— start of Material —

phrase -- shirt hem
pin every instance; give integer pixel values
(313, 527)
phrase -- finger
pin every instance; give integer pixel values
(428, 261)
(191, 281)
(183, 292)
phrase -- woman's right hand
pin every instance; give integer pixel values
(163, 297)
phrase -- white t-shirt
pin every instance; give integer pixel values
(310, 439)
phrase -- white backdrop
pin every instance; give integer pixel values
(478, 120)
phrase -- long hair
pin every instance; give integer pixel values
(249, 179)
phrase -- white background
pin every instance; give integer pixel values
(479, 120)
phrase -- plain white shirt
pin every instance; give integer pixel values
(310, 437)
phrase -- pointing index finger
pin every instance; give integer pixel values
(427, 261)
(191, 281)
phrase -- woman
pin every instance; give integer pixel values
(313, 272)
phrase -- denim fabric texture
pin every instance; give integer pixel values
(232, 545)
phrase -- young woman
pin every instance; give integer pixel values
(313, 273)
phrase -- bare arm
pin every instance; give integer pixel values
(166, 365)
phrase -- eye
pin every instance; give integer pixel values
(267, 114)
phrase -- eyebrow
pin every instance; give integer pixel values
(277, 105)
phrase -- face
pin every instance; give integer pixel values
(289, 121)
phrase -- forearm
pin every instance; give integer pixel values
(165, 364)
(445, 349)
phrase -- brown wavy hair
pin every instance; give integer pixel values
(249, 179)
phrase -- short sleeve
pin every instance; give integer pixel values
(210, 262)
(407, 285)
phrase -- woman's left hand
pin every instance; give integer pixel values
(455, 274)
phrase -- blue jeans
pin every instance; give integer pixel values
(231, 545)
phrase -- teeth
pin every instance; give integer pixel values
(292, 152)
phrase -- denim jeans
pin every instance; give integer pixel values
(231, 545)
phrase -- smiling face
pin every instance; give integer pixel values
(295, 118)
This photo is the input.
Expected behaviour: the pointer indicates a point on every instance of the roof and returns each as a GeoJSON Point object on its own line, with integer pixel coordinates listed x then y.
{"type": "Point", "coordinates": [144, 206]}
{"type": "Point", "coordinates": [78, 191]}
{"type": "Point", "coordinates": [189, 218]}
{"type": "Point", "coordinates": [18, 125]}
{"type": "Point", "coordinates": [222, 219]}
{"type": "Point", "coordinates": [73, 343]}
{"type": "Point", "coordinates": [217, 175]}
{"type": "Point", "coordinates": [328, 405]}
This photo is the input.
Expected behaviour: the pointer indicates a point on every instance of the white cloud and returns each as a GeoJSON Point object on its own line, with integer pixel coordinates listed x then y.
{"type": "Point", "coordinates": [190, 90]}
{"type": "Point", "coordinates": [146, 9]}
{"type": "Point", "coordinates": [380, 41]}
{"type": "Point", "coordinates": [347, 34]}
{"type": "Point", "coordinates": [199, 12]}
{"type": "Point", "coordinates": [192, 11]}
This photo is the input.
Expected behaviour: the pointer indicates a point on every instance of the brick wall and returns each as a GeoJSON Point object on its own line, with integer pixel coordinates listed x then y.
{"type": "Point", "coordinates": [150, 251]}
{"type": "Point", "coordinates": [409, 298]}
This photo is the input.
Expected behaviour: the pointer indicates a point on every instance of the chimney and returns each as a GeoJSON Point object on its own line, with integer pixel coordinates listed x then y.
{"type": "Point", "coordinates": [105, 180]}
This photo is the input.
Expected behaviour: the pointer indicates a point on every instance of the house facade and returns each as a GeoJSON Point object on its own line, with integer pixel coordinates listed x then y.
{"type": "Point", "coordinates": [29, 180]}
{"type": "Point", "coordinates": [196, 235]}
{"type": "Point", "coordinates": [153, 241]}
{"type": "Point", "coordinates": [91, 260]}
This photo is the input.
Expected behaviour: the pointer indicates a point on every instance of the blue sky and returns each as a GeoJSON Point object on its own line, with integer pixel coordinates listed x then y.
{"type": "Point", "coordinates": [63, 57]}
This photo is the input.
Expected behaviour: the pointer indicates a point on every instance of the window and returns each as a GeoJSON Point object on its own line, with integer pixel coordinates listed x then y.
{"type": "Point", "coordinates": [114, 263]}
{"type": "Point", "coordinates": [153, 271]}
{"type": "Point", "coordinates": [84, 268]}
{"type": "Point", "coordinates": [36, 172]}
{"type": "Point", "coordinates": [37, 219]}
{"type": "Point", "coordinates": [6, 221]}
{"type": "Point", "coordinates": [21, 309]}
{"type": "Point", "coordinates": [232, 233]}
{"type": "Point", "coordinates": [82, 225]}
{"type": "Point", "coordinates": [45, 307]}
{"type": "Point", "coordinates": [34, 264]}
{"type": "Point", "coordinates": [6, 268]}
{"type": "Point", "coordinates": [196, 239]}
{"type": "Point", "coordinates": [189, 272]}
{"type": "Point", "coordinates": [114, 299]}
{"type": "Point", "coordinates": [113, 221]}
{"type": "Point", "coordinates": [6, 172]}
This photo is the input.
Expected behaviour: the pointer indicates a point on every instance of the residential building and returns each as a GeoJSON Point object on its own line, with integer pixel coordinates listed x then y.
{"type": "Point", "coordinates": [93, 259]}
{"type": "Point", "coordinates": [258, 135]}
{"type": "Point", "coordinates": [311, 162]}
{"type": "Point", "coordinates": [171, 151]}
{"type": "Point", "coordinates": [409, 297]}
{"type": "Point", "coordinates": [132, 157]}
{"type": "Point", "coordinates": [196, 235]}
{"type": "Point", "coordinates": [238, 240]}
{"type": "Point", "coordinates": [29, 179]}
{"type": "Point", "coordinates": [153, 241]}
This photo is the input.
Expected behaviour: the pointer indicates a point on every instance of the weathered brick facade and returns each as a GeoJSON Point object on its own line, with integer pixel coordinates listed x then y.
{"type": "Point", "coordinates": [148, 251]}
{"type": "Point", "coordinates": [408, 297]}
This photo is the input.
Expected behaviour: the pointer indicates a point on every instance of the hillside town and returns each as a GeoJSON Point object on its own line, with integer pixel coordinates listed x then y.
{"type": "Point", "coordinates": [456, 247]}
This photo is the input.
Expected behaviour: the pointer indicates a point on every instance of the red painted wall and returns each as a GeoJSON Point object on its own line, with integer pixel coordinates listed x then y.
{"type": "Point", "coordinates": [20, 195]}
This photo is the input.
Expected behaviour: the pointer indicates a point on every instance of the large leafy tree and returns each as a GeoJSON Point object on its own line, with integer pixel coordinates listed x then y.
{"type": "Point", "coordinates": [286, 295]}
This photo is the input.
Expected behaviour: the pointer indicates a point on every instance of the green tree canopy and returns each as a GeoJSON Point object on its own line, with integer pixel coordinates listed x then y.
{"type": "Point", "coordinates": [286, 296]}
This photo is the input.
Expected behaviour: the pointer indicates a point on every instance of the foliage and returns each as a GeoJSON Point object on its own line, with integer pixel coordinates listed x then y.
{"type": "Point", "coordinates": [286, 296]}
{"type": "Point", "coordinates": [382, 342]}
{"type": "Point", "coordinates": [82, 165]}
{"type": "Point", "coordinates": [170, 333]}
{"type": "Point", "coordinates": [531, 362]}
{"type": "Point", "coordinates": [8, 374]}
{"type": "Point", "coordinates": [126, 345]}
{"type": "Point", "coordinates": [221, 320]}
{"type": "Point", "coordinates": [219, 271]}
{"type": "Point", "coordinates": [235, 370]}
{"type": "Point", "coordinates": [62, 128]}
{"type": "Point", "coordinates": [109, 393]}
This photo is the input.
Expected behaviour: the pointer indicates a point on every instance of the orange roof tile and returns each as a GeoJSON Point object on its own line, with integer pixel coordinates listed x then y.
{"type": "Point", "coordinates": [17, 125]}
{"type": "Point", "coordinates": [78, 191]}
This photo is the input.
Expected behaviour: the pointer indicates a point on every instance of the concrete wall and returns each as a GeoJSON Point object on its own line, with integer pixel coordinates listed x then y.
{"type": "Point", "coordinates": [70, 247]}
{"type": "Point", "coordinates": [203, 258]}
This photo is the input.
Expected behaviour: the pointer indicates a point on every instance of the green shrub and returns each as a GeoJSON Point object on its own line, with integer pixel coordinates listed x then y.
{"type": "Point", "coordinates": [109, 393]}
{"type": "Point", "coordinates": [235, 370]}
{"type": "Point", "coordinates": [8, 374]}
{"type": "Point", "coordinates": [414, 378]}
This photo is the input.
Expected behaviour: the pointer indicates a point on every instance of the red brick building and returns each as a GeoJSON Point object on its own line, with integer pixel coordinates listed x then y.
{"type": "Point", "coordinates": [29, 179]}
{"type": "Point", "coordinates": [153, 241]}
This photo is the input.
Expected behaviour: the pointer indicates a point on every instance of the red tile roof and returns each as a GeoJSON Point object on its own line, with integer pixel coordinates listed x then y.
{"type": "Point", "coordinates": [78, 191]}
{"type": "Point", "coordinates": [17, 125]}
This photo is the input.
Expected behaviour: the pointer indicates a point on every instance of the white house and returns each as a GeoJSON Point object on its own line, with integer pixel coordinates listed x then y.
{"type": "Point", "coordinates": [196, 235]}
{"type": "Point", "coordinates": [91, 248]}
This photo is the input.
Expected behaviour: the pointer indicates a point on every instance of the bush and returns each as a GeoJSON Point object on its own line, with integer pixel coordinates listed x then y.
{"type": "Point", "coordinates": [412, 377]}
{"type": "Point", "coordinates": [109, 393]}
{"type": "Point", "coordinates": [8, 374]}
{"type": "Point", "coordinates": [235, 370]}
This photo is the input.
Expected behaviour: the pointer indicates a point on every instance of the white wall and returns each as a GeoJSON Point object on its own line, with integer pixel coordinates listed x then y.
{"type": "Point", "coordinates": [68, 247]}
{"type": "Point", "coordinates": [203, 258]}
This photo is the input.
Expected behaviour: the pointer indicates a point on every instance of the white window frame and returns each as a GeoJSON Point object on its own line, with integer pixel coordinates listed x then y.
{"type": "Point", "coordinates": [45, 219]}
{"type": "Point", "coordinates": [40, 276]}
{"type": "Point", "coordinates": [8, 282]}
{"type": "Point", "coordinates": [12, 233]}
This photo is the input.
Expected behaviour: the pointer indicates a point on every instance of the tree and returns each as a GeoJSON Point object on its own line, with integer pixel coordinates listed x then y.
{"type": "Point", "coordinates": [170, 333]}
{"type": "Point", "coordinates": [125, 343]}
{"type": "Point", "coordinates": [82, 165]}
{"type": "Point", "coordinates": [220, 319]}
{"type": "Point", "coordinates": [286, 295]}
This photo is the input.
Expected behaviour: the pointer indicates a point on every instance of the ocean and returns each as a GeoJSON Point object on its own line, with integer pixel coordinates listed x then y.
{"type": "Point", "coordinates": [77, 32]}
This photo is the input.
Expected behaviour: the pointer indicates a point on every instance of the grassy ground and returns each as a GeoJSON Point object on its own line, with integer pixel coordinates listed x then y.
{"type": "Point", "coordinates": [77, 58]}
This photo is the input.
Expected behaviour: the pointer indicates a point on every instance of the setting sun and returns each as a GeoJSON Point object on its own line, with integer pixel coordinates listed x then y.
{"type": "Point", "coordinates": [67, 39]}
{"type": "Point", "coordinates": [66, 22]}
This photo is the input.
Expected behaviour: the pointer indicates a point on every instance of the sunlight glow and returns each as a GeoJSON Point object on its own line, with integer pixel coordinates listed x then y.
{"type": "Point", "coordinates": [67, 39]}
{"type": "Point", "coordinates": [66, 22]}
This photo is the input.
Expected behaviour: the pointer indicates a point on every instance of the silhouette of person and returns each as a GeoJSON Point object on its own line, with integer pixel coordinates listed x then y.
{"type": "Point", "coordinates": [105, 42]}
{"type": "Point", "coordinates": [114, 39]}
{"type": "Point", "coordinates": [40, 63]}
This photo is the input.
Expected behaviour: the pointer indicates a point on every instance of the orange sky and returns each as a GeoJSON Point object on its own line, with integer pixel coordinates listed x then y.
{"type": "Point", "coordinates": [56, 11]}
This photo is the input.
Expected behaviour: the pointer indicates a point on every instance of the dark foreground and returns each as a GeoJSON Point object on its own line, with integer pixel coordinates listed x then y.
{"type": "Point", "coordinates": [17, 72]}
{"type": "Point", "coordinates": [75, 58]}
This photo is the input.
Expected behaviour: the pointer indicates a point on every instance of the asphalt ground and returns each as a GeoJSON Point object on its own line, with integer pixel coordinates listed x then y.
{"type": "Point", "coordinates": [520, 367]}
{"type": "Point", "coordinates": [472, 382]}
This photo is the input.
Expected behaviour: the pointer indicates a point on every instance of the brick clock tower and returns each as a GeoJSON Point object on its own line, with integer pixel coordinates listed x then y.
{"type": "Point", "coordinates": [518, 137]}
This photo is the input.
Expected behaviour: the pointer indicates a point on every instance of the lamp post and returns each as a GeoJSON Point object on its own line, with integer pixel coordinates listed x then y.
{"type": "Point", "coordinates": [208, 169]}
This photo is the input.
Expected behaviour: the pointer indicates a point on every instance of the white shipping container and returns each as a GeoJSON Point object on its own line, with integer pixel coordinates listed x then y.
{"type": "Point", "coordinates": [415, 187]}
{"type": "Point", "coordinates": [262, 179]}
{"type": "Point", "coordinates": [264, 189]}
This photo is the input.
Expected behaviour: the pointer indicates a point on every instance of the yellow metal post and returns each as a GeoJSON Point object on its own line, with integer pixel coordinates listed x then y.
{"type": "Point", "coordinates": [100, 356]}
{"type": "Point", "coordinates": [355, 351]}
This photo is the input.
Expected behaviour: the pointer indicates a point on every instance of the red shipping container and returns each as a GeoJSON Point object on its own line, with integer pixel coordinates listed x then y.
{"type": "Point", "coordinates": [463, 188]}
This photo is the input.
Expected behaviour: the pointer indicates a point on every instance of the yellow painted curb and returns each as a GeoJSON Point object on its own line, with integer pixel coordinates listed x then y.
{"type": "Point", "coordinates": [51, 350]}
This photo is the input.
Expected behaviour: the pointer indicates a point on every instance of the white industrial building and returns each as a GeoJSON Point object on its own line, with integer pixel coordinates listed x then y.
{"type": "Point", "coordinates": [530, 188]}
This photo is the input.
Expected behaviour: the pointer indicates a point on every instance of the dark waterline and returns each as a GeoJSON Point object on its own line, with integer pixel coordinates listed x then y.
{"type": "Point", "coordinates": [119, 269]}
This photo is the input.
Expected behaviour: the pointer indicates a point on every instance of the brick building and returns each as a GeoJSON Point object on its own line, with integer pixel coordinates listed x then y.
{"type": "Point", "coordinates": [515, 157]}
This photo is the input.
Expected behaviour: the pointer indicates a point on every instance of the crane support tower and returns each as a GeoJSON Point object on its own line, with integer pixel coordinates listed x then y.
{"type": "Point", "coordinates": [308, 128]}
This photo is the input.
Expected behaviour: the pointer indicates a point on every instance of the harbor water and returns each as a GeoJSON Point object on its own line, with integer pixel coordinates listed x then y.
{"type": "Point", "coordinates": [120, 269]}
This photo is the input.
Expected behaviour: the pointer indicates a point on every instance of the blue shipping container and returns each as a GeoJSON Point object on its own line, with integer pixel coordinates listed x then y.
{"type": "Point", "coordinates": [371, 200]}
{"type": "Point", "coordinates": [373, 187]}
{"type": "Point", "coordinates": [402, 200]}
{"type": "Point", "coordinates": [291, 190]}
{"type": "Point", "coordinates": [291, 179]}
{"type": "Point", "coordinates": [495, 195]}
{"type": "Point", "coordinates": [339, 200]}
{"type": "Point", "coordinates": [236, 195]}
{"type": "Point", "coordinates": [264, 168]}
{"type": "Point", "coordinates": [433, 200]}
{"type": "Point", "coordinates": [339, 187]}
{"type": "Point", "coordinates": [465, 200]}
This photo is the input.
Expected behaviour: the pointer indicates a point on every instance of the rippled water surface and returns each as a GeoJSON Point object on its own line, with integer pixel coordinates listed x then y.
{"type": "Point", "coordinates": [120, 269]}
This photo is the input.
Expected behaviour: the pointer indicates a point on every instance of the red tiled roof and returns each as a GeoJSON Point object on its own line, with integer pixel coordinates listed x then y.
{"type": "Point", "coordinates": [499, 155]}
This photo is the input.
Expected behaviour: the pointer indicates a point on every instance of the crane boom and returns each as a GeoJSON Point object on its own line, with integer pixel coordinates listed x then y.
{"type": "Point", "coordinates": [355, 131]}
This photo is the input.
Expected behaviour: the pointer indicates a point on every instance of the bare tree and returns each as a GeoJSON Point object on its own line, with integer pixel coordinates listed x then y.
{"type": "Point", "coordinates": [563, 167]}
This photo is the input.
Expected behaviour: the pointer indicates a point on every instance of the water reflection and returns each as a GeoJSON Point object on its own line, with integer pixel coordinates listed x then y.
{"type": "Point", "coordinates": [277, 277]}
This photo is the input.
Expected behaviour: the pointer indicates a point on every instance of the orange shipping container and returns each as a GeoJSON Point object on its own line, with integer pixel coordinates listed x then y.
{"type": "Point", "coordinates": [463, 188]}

— end of Material —

Stated exercise – Report how many lines in the rows above contain the word "wall". Give only the number.

Correct answer – 4